As you go through your tasks, see if you can visualize them as different zones in your kitchen.

How to Create Kitchen Work Zones 

Here’s the list from contributing writer Bethany Wright:

  • cleaning zone (sink, dishwasher, dish rack, a place for dirty dishes)
  • cooking zone (stove, toaster oven)
  • food storage zone (fridge, pantry if it’s in your kitchen)
  • preparation zone (for chopping, mixing, measuring)
  • blender zone 
  • planning zone (organization, calendar inputting, mail sorting, menu planning, etc.) 
reorganized kitchen zones
photo credit: Cameron Braun

Here is a video of me explaining my baking prep zone. Don’t mind me organizing on accident while trying to do part of my “kitchen tour” video. 

If you can’t see the video, click HERE to view on YouTube.

Analyze your actual kitchen in its current state with these tasks.

  • Have you allowed yourself enough space for these tasks?
  • Is everything you need for a specific task in the same zone?
  • Are your mixing bowls close to where you do your prep work… or are they just stashed in a random cabinet because that’s where you put them five years ago?
  • Do you have tools for baking in three different places in your kitchen, forcing you to walk in circles? Or is everything in one spot?

Reorganize Your Kitchen Efficiently With Broad Categories 

Professional organizer Andrea says she always, without question, organizes everything by general category. 

All food storage containers, for example, should go in one place, whether they’re large or small, glass or plastic. If you don’t have enough room for all of them, either find a new place where everything can live in harmony or get rid of some.

For spatulas, tongs, whisks, and other things with handles, she had a huge 3-foot drawer installed in her kitchen just so she can has “utensils” all in one place (plus 9 other drawers that are making me jealous).

I had just finished proudly showing her how amazingly organized my FOUR drawers of “utensils” were:

  1. baking supplies
  2. cooking supplies
  3. serving utensils and misc.
  4. knives and other cutting board tools

I even have silverware in two different places in the kitchen.

One example of “my way” are these two cupboards, affectionately called the “Breakfast Cupboard” and the “Kids’ Cupboard.”

If you can’t see the video above, click HERE to view it on YouTube.

Andrea noticed, “You have nuts in, like, 3 places,” after she’d been in my kitchen, like, 3 minutes.

For real.

I had not thought of that!

There were nuts in the snacks area, nuts in the kids’ cupboard, nuts with the power ball supplies…the dried fruit was just as bad.

Now I totally reorganized so that all the dried fruit and nuts are in one place for making trail mix and snacking, and then the “back-up” dried fruit and nuts are in one place that is not as accessible. Then there’s some single-serve dried fruit in the snacks tub and just a little, just the dates, in the power ball/smoothie/baking area.

### SET TASK 1
In the records, between the line holding "of the green" and the end of the records, inclusive, swap "biggest circle" for "largest circle" and give those lines back with nothing else changed.
The text and the records have nothing to do with each other.

### GIVEN DATA
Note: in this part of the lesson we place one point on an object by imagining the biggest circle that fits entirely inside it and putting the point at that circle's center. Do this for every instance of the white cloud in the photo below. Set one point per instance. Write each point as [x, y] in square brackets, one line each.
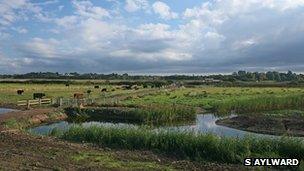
[20, 30]
[87, 9]
[43, 48]
[135, 5]
[214, 34]
[164, 10]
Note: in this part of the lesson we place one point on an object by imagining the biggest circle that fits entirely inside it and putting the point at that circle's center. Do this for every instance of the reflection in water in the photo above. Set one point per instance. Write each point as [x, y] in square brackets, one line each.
[204, 124]
[5, 110]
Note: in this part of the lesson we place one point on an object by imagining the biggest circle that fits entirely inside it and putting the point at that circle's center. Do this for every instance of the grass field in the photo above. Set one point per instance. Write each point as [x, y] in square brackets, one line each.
[223, 100]
[219, 99]
[192, 146]
[8, 91]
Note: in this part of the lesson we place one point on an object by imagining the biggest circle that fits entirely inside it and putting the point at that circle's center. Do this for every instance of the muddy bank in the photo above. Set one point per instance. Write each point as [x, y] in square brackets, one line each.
[274, 125]
[20, 151]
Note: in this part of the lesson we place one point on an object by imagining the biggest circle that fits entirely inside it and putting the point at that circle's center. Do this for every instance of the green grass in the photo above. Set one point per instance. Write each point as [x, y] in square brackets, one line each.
[109, 161]
[223, 100]
[149, 114]
[260, 103]
[8, 91]
[186, 145]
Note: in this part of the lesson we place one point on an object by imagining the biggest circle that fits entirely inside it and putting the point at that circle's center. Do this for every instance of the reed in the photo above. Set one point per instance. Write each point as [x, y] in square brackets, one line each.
[186, 145]
[150, 114]
[260, 103]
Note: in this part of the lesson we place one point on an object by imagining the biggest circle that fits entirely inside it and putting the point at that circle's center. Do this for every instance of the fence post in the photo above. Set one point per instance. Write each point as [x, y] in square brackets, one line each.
[60, 101]
[28, 104]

### SET TASK 2
Name every zone in Bethany Wright's list in the kitchen organizing text.

### WRITTEN REPLY 1
Note: in this part of the lesson we place one point on an object by imagining the largest circle that fits entirely inside it and putting the point at that circle's center. Do this for every instance of the green grass in the photo above. Set one point per instance. Write each point as [x, y] in square brackets, one line each.
[109, 161]
[223, 100]
[149, 114]
[260, 103]
[8, 91]
[186, 145]
Note: in this part of the lesson we place one point on an object by imagining the largest circle that fits entirely inside it and putting the point at that circle's center. Do this for every instance of the reed in the photo above. Set one point per instance. Write each point as [x, y] in square brackets, one line each.
[186, 145]
[150, 114]
[260, 103]
Note: in this part of the lesson we place one point on an object by imagining the largest circle that fits entirely inside it and putting the point at that circle's center. Do this for every instance of the fence post in the photo above. Set one point per instance. Write each point as [x, y] in square brackets, one line each.
[60, 101]
[28, 104]

### WRITTEN REPLY 2
cleaning zone
cooking zone
food storage zone
preparation zone
blender zone
planning zone